EXERCISE TASK - Please copy the records word for word, from the line with "town & country" to the line with "M 91 84 L 88", both lines included.

EXERCISE INPUTS -
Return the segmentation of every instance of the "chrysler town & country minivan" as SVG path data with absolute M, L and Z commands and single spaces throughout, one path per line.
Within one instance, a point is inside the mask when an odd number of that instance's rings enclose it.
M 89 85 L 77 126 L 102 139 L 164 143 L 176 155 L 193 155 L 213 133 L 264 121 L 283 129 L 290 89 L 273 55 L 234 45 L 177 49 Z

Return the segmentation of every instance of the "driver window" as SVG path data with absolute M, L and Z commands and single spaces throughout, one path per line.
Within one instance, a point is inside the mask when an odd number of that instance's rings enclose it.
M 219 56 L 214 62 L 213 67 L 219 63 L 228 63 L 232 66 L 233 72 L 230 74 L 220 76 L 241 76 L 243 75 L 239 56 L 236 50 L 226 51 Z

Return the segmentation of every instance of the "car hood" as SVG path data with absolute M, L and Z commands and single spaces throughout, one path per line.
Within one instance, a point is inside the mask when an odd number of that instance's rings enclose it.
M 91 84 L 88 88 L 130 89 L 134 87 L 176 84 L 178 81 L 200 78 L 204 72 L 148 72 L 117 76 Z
==
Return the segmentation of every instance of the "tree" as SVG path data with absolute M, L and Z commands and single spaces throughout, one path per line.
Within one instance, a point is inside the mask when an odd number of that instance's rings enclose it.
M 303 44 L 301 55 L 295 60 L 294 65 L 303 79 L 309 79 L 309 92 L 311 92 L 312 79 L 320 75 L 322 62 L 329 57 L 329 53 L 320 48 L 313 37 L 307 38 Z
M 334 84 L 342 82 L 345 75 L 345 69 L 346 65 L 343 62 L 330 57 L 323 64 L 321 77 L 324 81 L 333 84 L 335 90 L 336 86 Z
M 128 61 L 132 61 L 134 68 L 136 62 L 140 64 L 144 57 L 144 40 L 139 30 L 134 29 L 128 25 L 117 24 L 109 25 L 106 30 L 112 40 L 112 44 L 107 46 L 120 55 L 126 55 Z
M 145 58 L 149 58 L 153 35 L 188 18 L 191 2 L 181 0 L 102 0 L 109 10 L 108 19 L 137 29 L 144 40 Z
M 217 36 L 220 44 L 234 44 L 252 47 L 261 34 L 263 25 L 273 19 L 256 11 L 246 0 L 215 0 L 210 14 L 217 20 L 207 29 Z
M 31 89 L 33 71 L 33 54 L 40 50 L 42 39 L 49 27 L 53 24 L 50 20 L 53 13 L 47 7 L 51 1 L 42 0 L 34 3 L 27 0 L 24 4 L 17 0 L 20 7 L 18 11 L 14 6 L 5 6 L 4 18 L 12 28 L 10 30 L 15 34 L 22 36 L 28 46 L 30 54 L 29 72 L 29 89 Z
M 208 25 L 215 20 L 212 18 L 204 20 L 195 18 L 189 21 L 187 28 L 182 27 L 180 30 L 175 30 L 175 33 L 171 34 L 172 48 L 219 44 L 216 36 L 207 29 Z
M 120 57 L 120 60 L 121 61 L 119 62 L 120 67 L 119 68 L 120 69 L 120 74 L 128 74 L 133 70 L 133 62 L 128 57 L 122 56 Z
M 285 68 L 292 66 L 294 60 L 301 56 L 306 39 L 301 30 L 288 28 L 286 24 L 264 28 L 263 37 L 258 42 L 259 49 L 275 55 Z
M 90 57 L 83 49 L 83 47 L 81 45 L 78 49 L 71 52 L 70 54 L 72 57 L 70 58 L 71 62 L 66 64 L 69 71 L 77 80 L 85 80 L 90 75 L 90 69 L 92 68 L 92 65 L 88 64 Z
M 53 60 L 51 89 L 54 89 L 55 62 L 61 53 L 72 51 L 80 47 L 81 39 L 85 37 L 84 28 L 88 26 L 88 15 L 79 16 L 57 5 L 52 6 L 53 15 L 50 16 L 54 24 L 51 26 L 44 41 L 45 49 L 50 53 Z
* * *
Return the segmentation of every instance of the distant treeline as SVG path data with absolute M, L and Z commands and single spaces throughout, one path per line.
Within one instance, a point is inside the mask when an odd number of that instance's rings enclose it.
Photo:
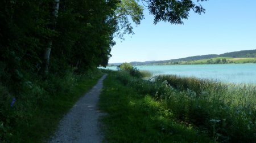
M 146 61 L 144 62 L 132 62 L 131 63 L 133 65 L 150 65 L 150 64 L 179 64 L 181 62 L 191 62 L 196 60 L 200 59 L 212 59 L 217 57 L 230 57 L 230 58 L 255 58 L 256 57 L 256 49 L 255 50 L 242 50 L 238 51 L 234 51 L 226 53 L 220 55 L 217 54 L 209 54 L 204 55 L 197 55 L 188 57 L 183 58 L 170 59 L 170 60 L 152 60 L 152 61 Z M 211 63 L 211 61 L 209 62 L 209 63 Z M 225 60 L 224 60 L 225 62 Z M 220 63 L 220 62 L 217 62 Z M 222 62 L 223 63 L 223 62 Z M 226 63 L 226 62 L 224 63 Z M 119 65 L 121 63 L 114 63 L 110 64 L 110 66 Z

THE OUTPUT -
Return the segmentation of every instance of the "chrysler town & country minivan" as SVG path data with absolute M, L and Z commands and single spaces throughout, one path per line.
Within one instance, a point is inside the mask when an odd number of that instance's rings enclose it.
M 89 85 L 77 126 L 102 139 L 164 143 L 176 155 L 193 155 L 213 133 L 264 121 L 283 129 L 290 89 L 273 55 L 234 45 L 177 49 Z

Return the segmentation of every instance of the "driver window" as SVG path data with absolute M, L and Z commands and single spaces throughout, one path per line.
Within one instance, a point is inside the mask when an odd number of that instance's rings enclose it.
M 219 56 L 214 62 L 213 67 L 219 63 L 228 63 L 232 66 L 233 72 L 230 74 L 220 76 L 241 76 L 243 75 L 239 56 L 236 50 L 226 51 Z

Return the segmentation of every instance of the "car hood" as SVG path data with absolute M, L and Z commands and single spaces throughout, one path per line.
Within one instance, a point is inside the mask when an odd number of that instance's rings enclose it.
M 91 84 L 88 88 L 130 89 L 134 87 L 176 84 L 178 81 L 200 78 L 204 72 L 148 72 L 117 76 Z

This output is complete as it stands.